When her children reached adulthood, she continued her help and support. When her daughter gave birth to twins, Martha Jane stretched forth her helping hands to make the difference between a difficult situation and a joyful one. She also worked again on a part-time basis, but continued helping with her seven grandchildren when she was needed, always maintaining that delicate balance of loving supportiveness without meddling interference.

Donald Orgain is postmaster in Dickson, and when he mentioned that Monday was his hardest day, Martha Jane cheerfully made it a point always to be home with a hot meal waiting for him at lunchtime. He, on the other hand, wanted her to have whatever she wanted, and made the enviable statement any wife would love to hear from her husband that "when the Lord made Martha Jane, the mold was broken."

In 1969, Martha Jane Orgain was diagnosed as having lymphosarcoma, or cancer of the lymph glands. After having a tumor removed from her abdomen and two other operations, she underwent chemotherapy. Even though the treatments made her very sick, she never complained or even mentioned the nausea and vomiting.

- The task: From the passage about Martha Jane Orgain, extract word for word the stretch from "In 1969, Martha" through "nausea and vomiting.".

Natural-language object grounding data:
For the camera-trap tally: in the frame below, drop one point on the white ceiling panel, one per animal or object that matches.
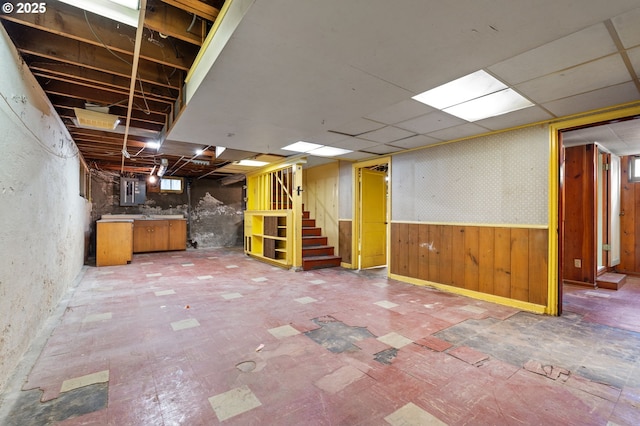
(586, 45)
(604, 72)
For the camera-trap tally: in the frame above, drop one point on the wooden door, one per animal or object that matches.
(373, 218)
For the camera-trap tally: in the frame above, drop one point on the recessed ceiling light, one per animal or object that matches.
(302, 146)
(125, 11)
(491, 105)
(328, 151)
(474, 97)
(251, 163)
(464, 89)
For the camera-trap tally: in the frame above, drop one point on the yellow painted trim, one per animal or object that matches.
(208, 39)
(518, 304)
(602, 115)
(486, 225)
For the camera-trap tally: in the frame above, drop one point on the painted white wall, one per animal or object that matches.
(43, 220)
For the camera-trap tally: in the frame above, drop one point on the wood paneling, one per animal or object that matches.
(579, 214)
(507, 262)
(629, 225)
(345, 239)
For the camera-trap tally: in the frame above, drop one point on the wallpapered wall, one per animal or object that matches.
(496, 179)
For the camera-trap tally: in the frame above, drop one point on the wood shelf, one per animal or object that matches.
(267, 236)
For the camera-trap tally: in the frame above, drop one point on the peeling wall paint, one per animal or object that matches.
(216, 214)
(43, 217)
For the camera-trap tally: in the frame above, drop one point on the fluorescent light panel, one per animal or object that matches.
(474, 97)
(491, 105)
(252, 163)
(329, 151)
(125, 11)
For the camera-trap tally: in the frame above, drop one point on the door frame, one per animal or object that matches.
(556, 226)
(357, 225)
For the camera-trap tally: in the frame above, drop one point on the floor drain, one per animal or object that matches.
(246, 366)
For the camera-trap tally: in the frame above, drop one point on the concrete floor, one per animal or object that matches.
(209, 337)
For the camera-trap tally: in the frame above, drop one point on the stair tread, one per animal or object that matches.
(323, 257)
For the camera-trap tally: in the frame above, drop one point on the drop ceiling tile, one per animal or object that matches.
(383, 149)
(628, 27)
(356, 156)
(358, 127)
(587, 135)
(354, 144)
(386, 134)
(430, 122)
(595, 75)
(458, 132)
(621, 93)
(584, 46)
(516, 118)
(401, 111)
(634, 57)
(415, 142)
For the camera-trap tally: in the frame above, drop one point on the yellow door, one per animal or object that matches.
(373, 218)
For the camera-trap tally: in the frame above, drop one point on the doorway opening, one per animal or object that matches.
(592, 171)
(371, 214)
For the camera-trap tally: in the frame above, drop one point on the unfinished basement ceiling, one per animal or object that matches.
(334, 73)
(343, 74)
(83, 60)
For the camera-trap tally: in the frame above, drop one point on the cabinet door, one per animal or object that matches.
(159, 235)
(177, 235)
(114, 243)
(141, 236)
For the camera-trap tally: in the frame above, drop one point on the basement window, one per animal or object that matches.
(634, 168)
(171, 184)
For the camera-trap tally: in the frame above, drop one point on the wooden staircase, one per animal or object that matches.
(316, 254)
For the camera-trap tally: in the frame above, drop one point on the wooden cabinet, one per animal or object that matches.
(267, 235)
(159, 235)
(114, 242)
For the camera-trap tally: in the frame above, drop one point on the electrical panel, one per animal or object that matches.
(132, 192)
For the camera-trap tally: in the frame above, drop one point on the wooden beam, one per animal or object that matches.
(54, 47)
(196, 7)
(61, 102)
(164, 19)
(70, 22)
(73, 73)
(102, 96)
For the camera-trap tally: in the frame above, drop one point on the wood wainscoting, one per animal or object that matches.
(502, 261)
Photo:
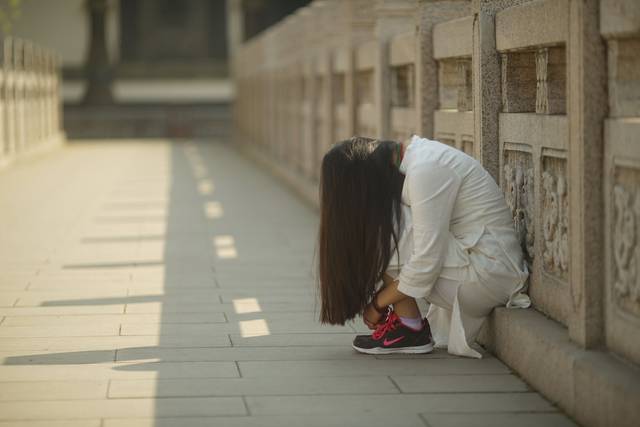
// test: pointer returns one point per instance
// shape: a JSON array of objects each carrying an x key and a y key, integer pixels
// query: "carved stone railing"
[
  {"x": 546, "y": 95},
  {"x": 452, "y": 48},
  {"x": 621, "y": 29},
  {"x": 534, "y": 144},
  {"x": 30, "y": 110}
]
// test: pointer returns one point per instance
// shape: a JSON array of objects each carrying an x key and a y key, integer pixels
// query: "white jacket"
[{"x": 457, "y": 226}]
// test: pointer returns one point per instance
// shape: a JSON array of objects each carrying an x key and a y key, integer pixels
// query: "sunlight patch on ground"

- Written answer:
In 1969, Martha Jane Orgain was diagnosed as having lymphosarcoma, or cancer of the lymph glands. After having a tumor removed from her abdomen and two other operations, she underwent chemotherapy. Even though the treatments made her very sick, she never complained or even mentioned the nausea and vomiting.